▶ Excerpt provided

Print Story There's a Ninja outside my door
but it's old and somewhat neglected.

Plus, back to school (slowly) Panzer Grenadier, house prep, a wish to the great spirit of e-commerce, massages, icy-hot and the extremely tedious health update, and less.

Poll: Favorite alternative medicine?



Summer is finally winding down, Thursday we had an open house for the school, and with both five year old and ten year old getting new classrooms. The kindergarten parents are generally younger than we are, and have a distinct granola vibe. It should be an interesting year.

Ten year old goes back Wednesday, five year old has an evaluation on Friday, and starts up next week.

I played my first full scenario of Panzer Grenadier: Airborne yesterday, it was a bit boring, as the paratrooper Yanks and the Krauts just shot at each other, some got scared, and a few got hurt.

Back in the days wargames were much bloodier, typical results of an attack were nothing, or complete destruction of the unit. But around 1977, Squad Leader came out and included the morale concept, the most likely result of a unit being attacked was that they would break under fire and run away, possibly recovering on their own, or with the help of a leader. 

Most contemporary tactical wargames use this approach, for Panzer Grenadier, a unit has three morale values, good, disrupted and demoralized, with disrupted and demoralized units being far less capable in abilities, and more likely to run away.

▶ Dataset excerpts

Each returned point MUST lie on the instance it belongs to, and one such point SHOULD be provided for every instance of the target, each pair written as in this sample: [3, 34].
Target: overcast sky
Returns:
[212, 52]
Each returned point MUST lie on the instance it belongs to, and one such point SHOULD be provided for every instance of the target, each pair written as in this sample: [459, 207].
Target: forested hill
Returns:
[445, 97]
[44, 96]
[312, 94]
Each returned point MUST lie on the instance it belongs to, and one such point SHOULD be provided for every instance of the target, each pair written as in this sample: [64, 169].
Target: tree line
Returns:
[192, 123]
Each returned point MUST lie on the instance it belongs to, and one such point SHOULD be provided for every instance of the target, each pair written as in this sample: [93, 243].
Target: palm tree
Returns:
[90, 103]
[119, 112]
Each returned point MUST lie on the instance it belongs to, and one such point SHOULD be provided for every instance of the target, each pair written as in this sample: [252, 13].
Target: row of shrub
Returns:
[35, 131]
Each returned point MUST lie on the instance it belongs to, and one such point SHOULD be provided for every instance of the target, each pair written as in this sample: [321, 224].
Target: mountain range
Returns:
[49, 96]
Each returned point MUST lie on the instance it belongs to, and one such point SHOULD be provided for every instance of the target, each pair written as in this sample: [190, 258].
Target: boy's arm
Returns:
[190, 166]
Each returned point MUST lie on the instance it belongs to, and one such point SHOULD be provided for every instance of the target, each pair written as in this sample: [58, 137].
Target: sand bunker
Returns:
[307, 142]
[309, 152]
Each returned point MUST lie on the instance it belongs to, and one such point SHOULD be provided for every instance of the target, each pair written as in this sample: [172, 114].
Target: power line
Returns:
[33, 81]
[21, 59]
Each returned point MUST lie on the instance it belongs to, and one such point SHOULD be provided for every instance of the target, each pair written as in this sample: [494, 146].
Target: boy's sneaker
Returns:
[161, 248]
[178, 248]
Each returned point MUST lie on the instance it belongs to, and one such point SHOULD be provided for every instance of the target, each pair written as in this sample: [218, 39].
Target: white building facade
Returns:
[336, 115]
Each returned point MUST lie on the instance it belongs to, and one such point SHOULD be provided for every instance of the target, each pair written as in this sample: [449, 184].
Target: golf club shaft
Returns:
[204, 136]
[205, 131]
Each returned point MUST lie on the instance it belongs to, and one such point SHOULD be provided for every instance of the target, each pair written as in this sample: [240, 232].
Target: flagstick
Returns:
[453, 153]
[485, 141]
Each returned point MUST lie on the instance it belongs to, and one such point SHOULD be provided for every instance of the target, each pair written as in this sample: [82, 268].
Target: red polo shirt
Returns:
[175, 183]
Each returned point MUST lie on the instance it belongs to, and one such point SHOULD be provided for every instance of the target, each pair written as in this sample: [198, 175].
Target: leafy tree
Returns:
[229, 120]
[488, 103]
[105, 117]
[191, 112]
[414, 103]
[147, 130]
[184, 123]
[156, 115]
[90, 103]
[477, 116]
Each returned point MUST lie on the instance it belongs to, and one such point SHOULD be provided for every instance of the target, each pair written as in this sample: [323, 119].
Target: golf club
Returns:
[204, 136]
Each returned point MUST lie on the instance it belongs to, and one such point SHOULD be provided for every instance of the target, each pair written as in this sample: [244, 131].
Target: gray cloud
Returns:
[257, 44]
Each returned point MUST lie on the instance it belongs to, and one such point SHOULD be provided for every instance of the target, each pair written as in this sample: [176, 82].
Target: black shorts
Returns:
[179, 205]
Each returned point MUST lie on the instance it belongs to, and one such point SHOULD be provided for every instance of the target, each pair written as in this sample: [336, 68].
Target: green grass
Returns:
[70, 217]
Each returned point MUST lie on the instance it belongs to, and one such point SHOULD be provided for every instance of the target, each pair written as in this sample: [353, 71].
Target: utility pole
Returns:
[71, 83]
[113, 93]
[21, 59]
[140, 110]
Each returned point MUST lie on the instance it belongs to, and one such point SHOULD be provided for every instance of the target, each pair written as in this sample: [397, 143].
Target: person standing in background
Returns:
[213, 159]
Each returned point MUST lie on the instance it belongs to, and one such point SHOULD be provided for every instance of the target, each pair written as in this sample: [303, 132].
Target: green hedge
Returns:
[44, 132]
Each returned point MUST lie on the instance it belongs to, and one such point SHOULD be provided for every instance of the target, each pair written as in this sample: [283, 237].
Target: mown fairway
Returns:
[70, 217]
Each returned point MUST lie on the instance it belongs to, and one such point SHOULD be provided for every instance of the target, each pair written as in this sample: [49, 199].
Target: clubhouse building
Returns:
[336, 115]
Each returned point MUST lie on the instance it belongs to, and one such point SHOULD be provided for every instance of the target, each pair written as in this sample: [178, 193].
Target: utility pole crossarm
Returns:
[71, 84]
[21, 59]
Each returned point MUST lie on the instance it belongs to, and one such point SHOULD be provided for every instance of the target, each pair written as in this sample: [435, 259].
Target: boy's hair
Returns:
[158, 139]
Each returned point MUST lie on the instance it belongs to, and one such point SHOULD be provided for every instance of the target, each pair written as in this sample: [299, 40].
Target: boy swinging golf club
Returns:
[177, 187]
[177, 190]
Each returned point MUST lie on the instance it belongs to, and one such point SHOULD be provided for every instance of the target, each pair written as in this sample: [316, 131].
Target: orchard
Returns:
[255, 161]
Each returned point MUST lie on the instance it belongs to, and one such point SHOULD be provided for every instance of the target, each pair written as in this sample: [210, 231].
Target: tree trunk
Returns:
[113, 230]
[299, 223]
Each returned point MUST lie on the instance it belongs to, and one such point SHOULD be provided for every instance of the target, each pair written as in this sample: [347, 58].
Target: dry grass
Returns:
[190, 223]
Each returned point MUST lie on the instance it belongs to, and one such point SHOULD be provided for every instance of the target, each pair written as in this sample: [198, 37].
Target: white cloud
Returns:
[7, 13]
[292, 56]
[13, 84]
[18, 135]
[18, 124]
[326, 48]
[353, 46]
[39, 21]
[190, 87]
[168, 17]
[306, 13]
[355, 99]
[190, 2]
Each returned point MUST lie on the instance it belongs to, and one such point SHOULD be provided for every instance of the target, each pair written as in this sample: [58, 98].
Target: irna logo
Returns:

▶ Study questions
**a)** According to the post, around what year did Squad Leader come out?
**b)** Condense the paragraph of the post beginning "Back in the days wargames were much bloodier" into two shorter sentences that keep its main facts.
**c)** Duplicate the portion of the post from "I played my" up to and including "of a leader.".
The rows have no role here.

▶ Activity answers
**a)** Around 1977.

**b)** Older wargames were bloodier, with an attack typically doing either nothing or destroying the unit outright. Squad Leader, released around 1977, introduced morale, so the likeliest result became a unit breaking under fire and running away, possibly recovering on its own or with a leader's help.

**c)**
I played my first full scenario of Panzer Grenadier: Airborne yesterday, it was a bit boring, as the paratrooper Yanks and the Krauts just shot at each other, some got scared, and a few got hurt.

Back in the days wargames were much bloodier, typical results of an attack were nothing, or complete destruction of the unit. But around 1977, Squad Leader came out and included the morale concept, the most likely result of a unit being attacked was that they would break under fire and run away, possibly recovering on their own, or with the help of a leader.